_Source document_

_____

January 24, 2023:
This post contains mild spoilers for the The Traitors, which is streaming on Peacock.
On American television, the vast majority of competitive reality shows have revolved around a simple rule: there can only be one winner. One Survivor, one American Idol, one soulmate for the Bachelor or Bachelorette, one Top Chef, one Drag Queen, and so on and so forth. Peacock’s The Traitors, a 10-episode (all episodes were released at once) simulated murder mystery, is a thrilling experiment with a tweaked premise: Can 20 people on a reality show work together and win as a team?
Maybe, if not for two problems: one, the small cadre of titular traitors who can steal the whole pot if they make it to the end, and two, the players themselves. Peacock didn’t bring in, say, a group of union organizers or other collaborative workers to cast the show; they found a mix of mystery-loving normies and reality show vets, with stars from Survivor, The Bachelor, Big Brother, and — uh oh — the Bravo universe competing for the prize.

_____

Transcribe the post about The Traitors word for word, beginning at "On American television, the" and stopping after "win as a team?".

_Raw records_

_____

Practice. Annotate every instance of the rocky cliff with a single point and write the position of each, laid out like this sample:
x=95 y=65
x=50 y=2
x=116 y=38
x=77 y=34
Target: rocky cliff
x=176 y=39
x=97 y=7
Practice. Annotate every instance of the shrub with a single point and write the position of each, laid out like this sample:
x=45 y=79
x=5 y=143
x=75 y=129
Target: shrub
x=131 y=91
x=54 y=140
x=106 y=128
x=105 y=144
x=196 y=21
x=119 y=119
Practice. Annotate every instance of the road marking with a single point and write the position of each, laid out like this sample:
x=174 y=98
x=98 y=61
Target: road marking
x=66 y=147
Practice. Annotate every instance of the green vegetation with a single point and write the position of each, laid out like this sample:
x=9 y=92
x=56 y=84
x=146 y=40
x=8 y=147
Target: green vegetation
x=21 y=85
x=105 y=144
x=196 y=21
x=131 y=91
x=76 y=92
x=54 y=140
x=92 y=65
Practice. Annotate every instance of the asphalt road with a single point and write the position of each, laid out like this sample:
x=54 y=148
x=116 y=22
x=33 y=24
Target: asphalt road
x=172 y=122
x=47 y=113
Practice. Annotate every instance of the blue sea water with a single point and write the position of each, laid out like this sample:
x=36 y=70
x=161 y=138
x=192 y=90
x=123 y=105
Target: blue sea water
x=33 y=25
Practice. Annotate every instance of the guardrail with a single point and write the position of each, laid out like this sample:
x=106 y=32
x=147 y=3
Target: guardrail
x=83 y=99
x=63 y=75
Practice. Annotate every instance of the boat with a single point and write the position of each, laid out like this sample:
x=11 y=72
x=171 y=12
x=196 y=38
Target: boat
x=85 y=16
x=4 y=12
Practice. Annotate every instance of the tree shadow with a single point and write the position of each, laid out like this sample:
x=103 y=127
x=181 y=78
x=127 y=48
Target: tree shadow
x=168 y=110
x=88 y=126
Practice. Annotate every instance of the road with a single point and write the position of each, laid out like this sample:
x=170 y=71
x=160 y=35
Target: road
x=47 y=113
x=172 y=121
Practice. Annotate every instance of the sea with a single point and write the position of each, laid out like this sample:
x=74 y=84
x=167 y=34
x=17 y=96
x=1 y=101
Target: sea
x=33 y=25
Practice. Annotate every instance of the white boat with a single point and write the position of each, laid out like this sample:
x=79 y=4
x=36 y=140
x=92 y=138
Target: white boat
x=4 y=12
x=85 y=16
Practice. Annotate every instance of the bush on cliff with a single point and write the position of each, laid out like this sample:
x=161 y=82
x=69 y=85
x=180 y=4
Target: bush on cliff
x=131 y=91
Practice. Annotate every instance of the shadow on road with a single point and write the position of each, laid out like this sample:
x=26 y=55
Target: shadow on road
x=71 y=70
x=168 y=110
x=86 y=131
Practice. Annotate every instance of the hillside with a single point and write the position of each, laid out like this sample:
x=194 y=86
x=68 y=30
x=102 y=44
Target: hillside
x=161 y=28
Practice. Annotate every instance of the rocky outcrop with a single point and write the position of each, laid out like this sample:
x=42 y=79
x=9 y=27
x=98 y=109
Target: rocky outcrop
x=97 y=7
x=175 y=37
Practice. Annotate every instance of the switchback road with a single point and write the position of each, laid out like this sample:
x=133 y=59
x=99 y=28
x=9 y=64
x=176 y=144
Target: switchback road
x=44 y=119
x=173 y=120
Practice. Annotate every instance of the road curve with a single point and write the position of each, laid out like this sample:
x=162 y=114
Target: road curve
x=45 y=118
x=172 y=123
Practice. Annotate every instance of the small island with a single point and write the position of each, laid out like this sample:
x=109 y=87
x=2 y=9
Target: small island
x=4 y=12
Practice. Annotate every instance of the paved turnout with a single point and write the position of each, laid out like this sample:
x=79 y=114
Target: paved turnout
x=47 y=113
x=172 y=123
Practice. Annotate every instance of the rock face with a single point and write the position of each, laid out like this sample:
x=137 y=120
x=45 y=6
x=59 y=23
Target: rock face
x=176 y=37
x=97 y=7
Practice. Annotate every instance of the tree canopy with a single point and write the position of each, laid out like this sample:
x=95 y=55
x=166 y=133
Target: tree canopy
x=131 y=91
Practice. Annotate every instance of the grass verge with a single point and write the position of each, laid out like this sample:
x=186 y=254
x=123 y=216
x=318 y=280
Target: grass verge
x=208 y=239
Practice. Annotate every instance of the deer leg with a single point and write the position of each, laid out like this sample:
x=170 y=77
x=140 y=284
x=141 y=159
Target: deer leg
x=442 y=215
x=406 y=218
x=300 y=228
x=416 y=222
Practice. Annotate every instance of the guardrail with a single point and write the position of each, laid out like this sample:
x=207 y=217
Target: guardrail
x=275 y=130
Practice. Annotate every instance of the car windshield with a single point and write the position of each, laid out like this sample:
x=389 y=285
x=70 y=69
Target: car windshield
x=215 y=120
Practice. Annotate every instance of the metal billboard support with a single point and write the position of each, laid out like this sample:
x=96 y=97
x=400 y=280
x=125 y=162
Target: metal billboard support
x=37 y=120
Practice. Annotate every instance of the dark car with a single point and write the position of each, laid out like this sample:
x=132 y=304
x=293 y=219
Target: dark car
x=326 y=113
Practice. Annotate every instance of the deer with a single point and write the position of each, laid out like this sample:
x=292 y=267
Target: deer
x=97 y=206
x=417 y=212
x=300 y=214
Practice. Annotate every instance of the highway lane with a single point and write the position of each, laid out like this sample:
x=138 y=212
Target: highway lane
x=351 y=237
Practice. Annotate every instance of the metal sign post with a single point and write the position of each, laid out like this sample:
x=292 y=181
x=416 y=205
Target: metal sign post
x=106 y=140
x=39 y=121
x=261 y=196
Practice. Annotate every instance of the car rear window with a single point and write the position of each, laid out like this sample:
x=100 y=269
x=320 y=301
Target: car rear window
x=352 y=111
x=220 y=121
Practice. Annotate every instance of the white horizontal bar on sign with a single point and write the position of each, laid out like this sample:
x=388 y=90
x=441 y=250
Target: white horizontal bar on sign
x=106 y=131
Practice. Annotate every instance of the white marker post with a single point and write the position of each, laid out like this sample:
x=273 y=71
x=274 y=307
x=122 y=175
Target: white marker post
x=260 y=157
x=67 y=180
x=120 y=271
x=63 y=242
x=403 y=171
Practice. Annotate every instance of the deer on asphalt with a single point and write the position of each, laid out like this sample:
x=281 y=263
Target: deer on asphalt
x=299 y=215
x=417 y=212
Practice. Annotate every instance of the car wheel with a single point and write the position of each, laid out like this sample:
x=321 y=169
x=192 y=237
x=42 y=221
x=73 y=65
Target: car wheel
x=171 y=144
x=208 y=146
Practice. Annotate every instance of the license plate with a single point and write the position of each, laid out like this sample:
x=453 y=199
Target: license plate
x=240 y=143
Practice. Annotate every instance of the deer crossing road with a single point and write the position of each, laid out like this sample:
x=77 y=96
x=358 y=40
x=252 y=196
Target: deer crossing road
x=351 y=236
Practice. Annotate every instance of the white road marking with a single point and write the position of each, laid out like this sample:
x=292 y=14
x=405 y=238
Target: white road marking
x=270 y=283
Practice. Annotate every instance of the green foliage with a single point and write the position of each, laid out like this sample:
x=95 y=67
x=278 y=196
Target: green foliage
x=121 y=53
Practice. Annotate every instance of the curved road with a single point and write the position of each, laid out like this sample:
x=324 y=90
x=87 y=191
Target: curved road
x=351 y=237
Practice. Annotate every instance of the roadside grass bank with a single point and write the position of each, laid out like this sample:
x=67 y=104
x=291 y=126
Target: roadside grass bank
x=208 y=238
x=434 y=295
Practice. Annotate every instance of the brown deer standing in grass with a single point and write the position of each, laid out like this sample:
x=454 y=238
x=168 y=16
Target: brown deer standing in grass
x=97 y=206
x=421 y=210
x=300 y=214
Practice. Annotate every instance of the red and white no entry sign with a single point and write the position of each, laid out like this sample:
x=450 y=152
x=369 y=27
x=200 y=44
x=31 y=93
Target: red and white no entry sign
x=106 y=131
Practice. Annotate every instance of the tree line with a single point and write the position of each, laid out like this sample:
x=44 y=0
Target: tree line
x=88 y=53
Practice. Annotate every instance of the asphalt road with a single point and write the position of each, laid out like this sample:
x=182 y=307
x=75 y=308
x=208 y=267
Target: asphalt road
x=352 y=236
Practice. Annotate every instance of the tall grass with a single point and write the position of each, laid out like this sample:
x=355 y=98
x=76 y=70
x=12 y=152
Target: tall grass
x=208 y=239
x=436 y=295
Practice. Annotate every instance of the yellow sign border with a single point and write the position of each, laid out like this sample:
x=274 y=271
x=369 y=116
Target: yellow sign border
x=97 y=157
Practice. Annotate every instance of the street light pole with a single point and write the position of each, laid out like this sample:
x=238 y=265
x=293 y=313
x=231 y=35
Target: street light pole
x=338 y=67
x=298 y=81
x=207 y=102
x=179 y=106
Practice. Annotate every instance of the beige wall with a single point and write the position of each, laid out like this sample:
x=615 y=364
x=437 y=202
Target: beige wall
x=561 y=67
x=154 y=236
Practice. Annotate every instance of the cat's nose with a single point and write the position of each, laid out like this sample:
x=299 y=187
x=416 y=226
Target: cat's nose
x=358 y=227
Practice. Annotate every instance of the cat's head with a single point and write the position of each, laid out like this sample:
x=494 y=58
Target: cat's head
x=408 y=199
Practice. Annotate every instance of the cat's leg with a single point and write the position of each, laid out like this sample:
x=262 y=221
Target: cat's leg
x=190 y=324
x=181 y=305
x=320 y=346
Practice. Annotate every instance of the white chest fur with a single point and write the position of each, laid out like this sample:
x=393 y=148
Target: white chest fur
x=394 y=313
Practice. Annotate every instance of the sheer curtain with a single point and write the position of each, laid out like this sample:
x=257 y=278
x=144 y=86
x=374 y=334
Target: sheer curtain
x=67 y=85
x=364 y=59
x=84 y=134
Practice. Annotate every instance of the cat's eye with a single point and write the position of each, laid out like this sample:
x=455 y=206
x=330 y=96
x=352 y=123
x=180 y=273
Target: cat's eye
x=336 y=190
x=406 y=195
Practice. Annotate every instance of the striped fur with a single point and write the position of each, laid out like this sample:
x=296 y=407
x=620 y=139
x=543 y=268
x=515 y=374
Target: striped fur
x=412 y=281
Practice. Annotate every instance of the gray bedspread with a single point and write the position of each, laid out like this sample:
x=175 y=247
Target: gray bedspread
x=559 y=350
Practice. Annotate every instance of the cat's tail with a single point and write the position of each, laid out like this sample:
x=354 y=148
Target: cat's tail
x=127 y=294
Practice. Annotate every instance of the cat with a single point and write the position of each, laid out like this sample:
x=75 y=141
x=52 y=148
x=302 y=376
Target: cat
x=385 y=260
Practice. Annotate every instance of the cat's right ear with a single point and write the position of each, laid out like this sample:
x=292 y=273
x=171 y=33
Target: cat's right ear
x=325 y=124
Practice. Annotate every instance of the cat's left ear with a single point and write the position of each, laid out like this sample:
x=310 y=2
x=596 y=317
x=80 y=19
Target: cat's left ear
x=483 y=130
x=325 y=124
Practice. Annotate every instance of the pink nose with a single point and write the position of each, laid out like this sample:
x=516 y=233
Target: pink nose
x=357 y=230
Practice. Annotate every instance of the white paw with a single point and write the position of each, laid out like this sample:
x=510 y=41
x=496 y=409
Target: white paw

_____

_Solution below_
On American television, the vast majority of competitive reality shows have revolved around a simple rule: there can only be one winner. One Survivor, one American Idol, one soulmate for the Bachelor or Bachelorette, one Top Chef, one Drag Queen, and so on and so forth. Peacock’s The Traitors, a 10-episode (all episodes were released at once) simulated murder mystery, is a thrilling experiment with a tweaked premise: Can 20 people on a reality show work together and win as a team?